» Stored items from a collection
■ ■ ■ ■ ■

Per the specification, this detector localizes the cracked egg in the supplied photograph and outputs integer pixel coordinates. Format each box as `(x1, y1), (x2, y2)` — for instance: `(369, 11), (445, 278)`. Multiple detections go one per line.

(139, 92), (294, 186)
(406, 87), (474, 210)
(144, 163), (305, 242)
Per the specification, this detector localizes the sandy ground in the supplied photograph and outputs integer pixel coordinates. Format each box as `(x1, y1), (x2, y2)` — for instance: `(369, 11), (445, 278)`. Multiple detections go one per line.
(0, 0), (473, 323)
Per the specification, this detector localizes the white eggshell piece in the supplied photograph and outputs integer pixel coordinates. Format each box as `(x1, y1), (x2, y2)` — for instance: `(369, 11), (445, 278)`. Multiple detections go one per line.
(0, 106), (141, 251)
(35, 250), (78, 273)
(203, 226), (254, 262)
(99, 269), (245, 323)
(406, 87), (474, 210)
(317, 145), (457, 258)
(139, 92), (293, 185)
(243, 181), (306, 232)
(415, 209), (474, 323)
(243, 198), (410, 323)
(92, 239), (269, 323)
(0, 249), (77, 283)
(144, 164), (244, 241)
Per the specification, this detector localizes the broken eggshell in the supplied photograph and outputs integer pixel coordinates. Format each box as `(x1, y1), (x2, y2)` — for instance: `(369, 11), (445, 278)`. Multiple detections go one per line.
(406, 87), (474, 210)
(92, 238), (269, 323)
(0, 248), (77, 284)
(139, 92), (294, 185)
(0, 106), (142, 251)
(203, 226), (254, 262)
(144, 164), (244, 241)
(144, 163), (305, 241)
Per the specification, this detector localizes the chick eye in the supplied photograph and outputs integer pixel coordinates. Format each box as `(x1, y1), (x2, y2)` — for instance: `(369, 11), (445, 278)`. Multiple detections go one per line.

■ ■ ■ ■ ■

» Your instructions
Please copy out the data above exactly.

» Your solution
Per the specification, this detector localizes the cracked egg in the supplied photograph and outputs integer pixel coordinates. Format each box as `(x1, y1), (x2, y2)` — for instance: `(369, 11), (445, 278)`. Multiple detections go one per line.

(139, 92), (294, 186)
(406, 87), (474, 210)
(144, 163), (305, 242)
Per the specification, this detector localizes the sandy ground in the supplied photograph and outputs integer pixel coordinates. Format each box as `(x1, y1), (x2, y2)` — for instance: `(369, 11), (445, 278)`. Multiple detections go one per line.
(0, 0), (473, 323)
Per the specification, this detector localizes the white eggshell piece in the supplied photograph and outputs integer pixel coordinates. Format each box as `(x1, y1), (x2, y2)` — for instance: `(369, 11), (445, 278)`. Multiple detections go one per line.
(0, 106), (141, 251)
(35, 250), (78, 273)
(203, 226), (254, 262)
(99, 269), (245, 323)
(406, 87), (474, 210)
(317, 145), (457, 258)
(139, 92), (293, 185)
(243, 181), (306, 232)
(415, 209), (474, 323)
(243, 198), (410, 323)
(92, 239), (269, 323)
(0, 249), (77, 283)
(144, 164), (244, 241)
Per the specification, this detector localizes the broken eggshell in the supplied photograph and outputs integer pixel coordinates. Format each box as `(x1, y1), (x2, y2)` — for instance: `(369, 11), (445, 278)`. Multiple detections go one per line.
(406, 87), (474, 210)
(92, 238), (269, 323)
(0, 248), (77, 284)
(139, 92), (294, 185)
(0, 106), (142, 251)
(203, 226), (254, 262)
(144, 164), (244, 241)
(144, 163), (305, 241)
Per the specification, this detector localizes the chick eye in the supplied photograph and outputs integer pixel coordinates. Format each box as `(x1, y1), (x2, y2)` — for instance: `(369, 11), (445, 278)`. Multiple detections go one per line.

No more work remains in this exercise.